TASK DESCRIPTION
Reproduce every line of the material below word for word, without changing anything.

Location identification entries
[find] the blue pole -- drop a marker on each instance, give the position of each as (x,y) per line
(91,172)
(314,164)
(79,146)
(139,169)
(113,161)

RESULT BELOW
[find] the blue pole -- drop a marker on each instance, give the position of each as (x,y) per line
(91,172)
(314,164)
(79,146)
(139,169)
(113,161)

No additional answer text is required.